• What needs to be done: Go through the entries below and tally each line holding the string "windscreen". Return the number only.

[Stored data]

:::::

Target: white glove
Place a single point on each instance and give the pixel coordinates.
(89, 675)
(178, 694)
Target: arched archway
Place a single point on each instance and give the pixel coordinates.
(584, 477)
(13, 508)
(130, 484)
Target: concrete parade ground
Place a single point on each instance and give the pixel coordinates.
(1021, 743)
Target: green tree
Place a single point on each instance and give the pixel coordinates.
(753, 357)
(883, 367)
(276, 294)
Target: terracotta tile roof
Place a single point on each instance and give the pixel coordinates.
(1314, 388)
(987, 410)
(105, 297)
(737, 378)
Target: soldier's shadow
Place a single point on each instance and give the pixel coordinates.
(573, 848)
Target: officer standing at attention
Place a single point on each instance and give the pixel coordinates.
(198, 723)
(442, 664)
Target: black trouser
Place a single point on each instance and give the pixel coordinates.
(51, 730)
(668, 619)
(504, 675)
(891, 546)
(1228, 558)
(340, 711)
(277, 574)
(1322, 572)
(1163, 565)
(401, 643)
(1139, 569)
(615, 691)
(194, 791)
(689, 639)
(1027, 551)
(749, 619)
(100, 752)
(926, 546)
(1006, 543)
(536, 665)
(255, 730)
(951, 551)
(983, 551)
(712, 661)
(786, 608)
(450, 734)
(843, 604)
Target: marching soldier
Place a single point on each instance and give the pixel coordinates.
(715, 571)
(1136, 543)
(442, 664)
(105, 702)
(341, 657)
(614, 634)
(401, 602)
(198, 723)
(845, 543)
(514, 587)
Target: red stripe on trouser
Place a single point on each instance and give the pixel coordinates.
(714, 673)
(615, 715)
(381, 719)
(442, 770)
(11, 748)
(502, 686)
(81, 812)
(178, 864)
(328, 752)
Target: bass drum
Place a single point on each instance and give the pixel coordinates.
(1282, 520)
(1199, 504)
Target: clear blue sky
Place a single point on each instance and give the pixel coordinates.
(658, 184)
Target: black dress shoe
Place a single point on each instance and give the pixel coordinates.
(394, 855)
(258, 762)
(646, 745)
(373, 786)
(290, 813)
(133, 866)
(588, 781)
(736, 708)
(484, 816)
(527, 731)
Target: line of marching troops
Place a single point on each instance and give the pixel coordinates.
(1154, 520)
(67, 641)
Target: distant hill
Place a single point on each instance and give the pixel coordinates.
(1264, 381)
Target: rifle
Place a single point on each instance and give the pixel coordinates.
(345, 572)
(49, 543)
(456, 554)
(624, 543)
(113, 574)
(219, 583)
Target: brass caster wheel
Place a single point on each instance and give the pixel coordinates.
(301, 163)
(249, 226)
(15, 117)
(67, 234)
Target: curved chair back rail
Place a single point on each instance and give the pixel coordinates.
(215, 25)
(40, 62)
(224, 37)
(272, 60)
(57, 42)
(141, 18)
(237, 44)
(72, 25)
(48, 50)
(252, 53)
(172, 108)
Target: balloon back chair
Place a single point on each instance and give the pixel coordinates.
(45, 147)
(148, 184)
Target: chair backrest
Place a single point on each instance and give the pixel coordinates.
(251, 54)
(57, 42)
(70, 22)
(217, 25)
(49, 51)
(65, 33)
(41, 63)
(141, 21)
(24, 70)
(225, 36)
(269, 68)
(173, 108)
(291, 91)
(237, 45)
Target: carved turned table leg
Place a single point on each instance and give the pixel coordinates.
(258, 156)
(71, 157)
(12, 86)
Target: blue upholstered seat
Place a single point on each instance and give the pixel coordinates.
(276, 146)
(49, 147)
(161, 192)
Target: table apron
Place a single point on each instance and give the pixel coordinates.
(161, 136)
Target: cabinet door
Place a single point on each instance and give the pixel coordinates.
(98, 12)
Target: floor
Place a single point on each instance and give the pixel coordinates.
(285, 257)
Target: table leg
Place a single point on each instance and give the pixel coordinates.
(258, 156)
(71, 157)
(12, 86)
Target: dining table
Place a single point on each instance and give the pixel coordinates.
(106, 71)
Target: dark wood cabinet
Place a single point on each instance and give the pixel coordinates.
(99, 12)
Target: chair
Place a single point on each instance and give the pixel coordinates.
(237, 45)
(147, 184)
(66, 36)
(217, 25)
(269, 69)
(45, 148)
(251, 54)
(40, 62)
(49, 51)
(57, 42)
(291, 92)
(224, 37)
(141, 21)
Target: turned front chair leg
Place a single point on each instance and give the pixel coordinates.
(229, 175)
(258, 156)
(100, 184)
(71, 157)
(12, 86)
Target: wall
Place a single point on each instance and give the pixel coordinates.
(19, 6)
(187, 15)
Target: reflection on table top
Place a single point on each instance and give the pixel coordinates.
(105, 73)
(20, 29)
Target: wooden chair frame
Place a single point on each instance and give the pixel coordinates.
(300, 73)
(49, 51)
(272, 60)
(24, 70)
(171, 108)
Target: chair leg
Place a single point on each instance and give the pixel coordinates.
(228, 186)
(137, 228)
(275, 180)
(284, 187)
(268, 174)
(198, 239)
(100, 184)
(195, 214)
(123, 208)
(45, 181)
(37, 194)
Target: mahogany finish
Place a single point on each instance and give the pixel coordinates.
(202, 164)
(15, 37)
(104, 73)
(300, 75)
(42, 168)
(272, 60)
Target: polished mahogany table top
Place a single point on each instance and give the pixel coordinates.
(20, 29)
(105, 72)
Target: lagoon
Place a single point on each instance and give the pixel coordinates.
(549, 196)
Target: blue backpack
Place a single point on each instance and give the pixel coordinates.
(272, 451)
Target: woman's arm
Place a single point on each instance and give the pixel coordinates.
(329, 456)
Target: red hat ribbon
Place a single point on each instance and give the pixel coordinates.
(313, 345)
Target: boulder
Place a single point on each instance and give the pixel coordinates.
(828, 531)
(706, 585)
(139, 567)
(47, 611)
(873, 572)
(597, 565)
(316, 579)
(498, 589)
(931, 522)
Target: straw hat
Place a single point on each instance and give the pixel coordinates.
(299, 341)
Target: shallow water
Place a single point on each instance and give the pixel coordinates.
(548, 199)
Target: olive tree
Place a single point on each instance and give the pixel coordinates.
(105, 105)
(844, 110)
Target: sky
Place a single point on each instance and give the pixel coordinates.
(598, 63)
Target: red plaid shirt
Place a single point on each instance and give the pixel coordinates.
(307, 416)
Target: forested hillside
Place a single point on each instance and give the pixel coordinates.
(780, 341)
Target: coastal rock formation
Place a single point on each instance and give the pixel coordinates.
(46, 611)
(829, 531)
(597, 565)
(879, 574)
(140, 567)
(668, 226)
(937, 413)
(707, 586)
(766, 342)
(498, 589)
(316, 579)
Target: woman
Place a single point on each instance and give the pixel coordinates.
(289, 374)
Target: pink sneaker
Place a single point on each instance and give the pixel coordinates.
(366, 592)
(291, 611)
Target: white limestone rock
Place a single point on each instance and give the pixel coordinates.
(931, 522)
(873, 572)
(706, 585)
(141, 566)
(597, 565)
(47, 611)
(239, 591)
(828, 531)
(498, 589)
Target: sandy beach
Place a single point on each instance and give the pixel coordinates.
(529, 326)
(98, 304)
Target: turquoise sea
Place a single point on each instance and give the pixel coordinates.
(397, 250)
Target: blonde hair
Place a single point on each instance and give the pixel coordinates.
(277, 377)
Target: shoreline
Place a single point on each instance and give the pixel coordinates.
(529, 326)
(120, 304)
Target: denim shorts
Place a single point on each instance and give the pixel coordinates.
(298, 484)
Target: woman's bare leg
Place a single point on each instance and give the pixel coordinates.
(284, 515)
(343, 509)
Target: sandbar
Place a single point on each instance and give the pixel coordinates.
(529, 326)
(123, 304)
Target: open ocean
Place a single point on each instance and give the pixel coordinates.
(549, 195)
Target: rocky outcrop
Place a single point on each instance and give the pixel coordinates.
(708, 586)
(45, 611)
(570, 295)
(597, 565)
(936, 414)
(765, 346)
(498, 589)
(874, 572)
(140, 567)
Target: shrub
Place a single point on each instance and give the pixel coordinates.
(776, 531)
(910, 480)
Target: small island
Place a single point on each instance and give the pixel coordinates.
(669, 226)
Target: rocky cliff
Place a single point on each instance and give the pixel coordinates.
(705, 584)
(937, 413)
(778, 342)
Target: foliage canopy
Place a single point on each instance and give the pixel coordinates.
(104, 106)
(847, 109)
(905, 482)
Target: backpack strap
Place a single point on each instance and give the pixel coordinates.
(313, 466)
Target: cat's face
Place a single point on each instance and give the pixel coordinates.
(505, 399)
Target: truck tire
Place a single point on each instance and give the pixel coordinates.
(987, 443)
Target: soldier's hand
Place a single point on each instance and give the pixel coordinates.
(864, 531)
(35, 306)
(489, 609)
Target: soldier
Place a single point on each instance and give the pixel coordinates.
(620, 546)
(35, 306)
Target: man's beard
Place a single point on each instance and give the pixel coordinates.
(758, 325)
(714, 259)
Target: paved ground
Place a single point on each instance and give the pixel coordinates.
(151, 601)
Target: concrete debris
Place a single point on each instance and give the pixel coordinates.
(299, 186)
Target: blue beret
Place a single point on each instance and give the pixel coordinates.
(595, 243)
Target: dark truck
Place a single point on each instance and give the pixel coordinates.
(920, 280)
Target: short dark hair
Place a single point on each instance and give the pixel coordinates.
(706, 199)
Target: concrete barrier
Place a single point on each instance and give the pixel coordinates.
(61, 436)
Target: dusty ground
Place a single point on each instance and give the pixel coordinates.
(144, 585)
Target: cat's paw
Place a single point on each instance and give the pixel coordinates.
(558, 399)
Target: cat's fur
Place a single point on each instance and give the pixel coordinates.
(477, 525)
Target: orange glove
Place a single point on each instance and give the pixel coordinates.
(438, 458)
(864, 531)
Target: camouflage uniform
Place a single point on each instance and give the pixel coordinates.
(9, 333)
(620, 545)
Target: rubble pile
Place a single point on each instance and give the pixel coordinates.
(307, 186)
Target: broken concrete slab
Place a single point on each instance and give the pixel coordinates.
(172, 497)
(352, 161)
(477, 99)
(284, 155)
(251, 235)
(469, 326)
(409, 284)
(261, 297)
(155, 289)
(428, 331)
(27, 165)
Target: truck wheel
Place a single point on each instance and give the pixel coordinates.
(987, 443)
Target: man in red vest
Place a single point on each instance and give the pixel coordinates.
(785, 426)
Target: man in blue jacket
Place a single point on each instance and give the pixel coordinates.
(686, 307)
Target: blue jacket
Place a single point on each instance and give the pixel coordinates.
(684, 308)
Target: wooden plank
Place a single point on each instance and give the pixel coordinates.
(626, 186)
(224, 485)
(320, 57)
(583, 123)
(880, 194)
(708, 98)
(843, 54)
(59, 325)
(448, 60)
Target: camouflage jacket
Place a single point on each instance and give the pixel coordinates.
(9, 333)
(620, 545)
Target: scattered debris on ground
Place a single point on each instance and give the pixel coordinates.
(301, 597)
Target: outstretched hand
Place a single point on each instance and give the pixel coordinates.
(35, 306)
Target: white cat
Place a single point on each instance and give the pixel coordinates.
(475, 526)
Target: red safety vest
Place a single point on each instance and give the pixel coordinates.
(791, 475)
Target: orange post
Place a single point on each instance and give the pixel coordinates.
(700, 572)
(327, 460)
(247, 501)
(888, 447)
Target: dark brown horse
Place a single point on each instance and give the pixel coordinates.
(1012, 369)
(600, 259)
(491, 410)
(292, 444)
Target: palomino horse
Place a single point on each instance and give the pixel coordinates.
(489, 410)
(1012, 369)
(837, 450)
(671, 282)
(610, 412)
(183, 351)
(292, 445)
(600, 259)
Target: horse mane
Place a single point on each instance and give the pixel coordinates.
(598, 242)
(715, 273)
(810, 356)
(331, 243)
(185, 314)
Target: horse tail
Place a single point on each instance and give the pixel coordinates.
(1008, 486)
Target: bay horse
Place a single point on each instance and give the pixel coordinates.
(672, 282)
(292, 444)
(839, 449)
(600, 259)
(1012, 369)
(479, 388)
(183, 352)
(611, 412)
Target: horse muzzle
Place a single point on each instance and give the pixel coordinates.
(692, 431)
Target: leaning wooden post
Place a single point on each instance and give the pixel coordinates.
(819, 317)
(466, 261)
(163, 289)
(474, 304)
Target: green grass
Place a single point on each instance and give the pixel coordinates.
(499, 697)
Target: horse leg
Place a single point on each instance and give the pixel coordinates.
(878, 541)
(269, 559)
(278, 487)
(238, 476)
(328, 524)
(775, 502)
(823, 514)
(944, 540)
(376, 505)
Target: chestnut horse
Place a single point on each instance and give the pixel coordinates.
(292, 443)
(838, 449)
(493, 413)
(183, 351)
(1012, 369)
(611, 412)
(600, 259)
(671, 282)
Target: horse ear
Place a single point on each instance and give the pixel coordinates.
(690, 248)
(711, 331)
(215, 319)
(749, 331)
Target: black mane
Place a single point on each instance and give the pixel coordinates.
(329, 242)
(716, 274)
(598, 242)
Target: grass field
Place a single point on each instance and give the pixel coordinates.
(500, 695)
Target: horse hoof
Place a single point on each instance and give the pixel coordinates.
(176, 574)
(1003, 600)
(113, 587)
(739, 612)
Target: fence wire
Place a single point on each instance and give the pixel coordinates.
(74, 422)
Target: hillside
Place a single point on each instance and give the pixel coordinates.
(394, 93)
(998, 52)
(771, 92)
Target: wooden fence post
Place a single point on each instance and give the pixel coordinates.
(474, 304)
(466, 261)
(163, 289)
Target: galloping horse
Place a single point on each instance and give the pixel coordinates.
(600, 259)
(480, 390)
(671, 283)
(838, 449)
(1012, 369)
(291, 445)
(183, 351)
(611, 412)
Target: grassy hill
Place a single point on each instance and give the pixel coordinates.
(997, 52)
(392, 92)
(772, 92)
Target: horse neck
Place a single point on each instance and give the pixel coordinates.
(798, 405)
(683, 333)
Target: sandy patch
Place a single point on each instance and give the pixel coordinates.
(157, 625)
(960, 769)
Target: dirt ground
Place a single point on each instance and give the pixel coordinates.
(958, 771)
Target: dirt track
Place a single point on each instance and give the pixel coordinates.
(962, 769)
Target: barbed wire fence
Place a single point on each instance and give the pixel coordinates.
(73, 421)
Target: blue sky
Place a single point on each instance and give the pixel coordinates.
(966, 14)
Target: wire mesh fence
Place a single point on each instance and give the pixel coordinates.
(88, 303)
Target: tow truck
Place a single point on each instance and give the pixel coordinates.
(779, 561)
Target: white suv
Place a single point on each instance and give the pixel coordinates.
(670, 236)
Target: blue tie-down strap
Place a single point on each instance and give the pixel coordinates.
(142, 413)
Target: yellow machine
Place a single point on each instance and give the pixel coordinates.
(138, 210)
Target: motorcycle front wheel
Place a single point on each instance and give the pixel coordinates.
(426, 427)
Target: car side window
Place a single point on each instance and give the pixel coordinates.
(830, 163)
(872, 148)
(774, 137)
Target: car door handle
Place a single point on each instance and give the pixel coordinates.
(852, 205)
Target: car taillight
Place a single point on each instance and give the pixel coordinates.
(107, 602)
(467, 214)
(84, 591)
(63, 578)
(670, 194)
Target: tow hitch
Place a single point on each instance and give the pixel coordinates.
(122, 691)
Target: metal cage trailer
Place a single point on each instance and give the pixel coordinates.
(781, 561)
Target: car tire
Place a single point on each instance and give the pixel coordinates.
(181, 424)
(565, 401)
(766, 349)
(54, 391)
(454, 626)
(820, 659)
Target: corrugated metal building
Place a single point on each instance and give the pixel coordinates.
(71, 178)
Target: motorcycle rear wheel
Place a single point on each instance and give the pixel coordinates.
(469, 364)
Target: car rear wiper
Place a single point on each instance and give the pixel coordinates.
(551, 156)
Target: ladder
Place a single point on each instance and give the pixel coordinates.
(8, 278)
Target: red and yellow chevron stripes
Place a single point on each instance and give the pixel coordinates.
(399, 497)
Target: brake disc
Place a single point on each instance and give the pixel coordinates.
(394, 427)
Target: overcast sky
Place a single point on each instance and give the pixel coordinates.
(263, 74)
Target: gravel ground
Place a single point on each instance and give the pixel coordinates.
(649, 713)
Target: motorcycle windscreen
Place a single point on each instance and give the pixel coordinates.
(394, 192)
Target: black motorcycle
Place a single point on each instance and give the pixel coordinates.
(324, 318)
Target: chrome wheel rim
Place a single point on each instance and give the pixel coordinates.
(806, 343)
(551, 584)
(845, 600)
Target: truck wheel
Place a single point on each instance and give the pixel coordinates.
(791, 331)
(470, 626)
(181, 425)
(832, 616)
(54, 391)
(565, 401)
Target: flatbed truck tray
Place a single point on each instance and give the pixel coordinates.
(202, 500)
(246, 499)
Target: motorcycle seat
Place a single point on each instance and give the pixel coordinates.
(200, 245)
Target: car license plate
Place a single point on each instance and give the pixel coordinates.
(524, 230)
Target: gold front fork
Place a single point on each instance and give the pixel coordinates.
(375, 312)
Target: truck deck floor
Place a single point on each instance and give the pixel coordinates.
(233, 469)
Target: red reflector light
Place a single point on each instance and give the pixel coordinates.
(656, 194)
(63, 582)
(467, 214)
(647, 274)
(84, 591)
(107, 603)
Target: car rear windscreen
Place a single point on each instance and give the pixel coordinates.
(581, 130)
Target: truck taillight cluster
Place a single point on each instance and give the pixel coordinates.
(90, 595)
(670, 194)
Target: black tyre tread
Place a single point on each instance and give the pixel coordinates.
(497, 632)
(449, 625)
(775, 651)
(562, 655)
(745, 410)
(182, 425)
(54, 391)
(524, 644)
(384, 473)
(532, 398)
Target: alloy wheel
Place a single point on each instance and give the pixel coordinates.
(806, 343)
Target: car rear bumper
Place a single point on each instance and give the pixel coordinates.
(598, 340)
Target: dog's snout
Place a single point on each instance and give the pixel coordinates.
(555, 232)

:::::

• Solution: 2